Copy every entry precisely.

======== Data supplied

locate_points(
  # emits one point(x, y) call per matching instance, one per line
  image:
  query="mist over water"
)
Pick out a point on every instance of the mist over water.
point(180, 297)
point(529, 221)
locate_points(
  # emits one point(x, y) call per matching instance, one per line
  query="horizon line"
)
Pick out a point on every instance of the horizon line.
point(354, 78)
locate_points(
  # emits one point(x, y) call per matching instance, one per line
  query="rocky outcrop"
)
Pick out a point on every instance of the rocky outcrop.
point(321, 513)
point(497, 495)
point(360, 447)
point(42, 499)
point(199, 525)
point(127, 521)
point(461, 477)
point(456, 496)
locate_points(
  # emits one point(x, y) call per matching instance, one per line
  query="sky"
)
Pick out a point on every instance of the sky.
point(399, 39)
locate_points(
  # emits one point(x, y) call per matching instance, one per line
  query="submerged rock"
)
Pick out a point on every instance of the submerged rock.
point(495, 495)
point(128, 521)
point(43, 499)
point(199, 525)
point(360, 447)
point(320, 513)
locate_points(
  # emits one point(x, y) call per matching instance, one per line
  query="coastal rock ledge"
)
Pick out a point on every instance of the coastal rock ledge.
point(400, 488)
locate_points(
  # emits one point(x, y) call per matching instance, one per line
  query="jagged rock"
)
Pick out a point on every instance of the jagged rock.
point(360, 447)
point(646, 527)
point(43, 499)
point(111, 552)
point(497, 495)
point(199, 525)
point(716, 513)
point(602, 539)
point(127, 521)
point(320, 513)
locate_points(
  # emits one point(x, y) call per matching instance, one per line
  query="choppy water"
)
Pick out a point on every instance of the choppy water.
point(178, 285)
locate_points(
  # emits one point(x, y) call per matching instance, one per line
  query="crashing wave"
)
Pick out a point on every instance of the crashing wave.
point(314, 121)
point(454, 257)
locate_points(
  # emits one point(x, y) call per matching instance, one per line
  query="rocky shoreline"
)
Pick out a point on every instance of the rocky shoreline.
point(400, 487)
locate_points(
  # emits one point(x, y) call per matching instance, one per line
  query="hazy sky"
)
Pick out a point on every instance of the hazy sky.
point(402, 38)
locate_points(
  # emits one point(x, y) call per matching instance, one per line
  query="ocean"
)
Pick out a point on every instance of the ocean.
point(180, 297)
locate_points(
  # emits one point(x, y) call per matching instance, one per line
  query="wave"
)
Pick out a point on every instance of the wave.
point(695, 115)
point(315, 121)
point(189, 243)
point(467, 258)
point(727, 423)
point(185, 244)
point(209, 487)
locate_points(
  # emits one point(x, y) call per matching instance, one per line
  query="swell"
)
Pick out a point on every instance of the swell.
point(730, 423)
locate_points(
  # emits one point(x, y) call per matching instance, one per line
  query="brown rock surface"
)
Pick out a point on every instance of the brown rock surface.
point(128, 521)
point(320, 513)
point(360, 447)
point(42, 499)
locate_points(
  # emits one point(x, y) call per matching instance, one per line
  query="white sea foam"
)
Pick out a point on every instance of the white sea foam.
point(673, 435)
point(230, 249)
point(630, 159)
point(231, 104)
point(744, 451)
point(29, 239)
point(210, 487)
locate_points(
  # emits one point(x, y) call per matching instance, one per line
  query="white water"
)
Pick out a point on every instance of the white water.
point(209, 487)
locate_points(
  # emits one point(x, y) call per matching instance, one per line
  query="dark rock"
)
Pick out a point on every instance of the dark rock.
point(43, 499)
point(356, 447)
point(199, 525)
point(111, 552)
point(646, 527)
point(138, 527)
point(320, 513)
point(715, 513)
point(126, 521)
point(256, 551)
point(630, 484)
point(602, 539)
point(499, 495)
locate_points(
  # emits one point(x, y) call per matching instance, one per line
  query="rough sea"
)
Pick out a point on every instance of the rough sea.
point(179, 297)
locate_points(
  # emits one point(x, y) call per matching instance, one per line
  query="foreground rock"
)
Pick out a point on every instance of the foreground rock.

================

◆ Response to this exercise ◆
locate_points(
  # emits one point(x, y) call per matching instance, one per line
  image:
  query="mist over water"
)
Pick out a point on every instance of the mist over water.
point(180, 297)
point(529, 221)
locate_points(
  # emits one point(x, y) call per matching instance, one per line
  query="horizon line"
)
Pick out a point on every instance of the horizon line.
point(354, 78)
locate_points(
  # emits one point(x, y) call per matching instance, one per line
  query="rocky outcrop"
)
Pick out a point on every instance of the rocky outcrop.
point(321, 513)
point(497, 495)
point(360, 447)
point(42, 499)
point(199, 525)
point(127, 521)
point(461, 477)
point(456, 496)
locate_points(
  # emits one point(x, y) call per matching instance, one per line
  query="sky"
)
Pick out a point on every instance of the sky.
point(399, 39)
locate_points(
  # emits one point(x, y) call per matching instance, one per line
  query="submerged rock"
)
Pick out a point on every instance of the submerged rock.
point(495, 495)
point(128, 521)
point(43, 499)
point(199, 525)
point(360, 447)
point(320, 513)
locate_points(
  # emits one point(x, y) call per matching instance, one per line
  query="coastal rock ledge"
)
Pick out a point on every instance of the coastal rock ledge.
point(400, 488)
locate_points(
  # emits one point(x, y) call per matching instance, one per line
  query="jagged rock"
)
Pick out a point on every instance of the jagged rock.
point(360, 447)
point(646, 527)
point(43, 499)
point(111, 552)
point(497, 495)
point(199, 525)
point(716, 513)
point(602, 539)
point(127, 521)
point(320, 513)
locate_points(
  # emits one point(x, y) call per matching instance, one per line
  query="choppy water"
)
Pick out a point on every instance of the choppy water.
point(178, 285)
locate_points(
  # emits one point(x, y) call per matching instance, one per line
  query="crashing wave"
)
Pick out a point on every instance of the crashing wave.
point(314, 121)
point(454, 257)
locate_points(
  # emits one point(x, y) call per matching instance, one per line
  query="rocky shoreline"
)
Pick out a point on every instance of the rocky shoreline.
point(400, 487)
locate_points(
  # emits one point(x, y) call per matching instance, one per line
  query="hazy sky"
)
Pick out a point on every instance of the hazy sky.
point(402, 38)
locate_points(
  # emits one point(x, y) call per matching instance, one per line
  query="ocean"
)
Pick out a point on every instance of the ocean.
point(180, 297)
locate_points(
  # emits one point(x, y) call per matching instance, one per line
  query="wave"
)
Pick out a point on every instance of the wave.
point(695, 115)
point(315, 121)
point(189, 243)
point(467, 258)
point(727, 423)
point(185, 244)
point(209, 487)
locate_points(
  # emits one point(x, y) call per matching instance, one per line
  query="swell"
)
Pick out a point on every instance of the swell.
point(730, 423)
locate_points(
  # emits one point(x, y) call per matching instance, one per line
  query="brown rock surface"
)
Pick out a point on every instance of the brown rock surface.
point(128, 521)
point(320, 513)
point(360, 447)
point(42, 499)
locate_points(
  # emits one point(x, y) call per matching instance, one per line
  query="white sea foam"
)
Pick out a point on every instance of the white sea foam.
point(673, 435)
point(230, 249)
point(630, 159)
point(231, 104)
point(744, 451)
point(29, 239)
point(210, 487)
locate_points(
  # emits one point(x, y) call per matching instance, one per line
  query="white water"
)
Pick out a point on every instance of the white water.
point(209, 487)
locate_points(
  # emits one point(x, y) call per matching instance, one per line
  query="dark rock"
)
Pick out a point on every instance of the dark rock.
point(43, 499)
point(356, 447)
point(199, 525)
point(111, 552)
point(646, 527)
point(138, 527)
point(320, 513)
point(715, 513)
point(126, 521)
point(256, 551)
point(630, 484)
point(602, 539)
point(499, 495)
locate_points(
  # emits one point(x, y) call per matching instance, one per line
  query="rough sea"
)
Pick out a point on every instance of the rough sea.
point(179, 297)
locate_points(
  # emits one point(x, y) call per matching instance, one per line
  query="foreground rock"
)
Pick out a point on every instance of the foreground rock.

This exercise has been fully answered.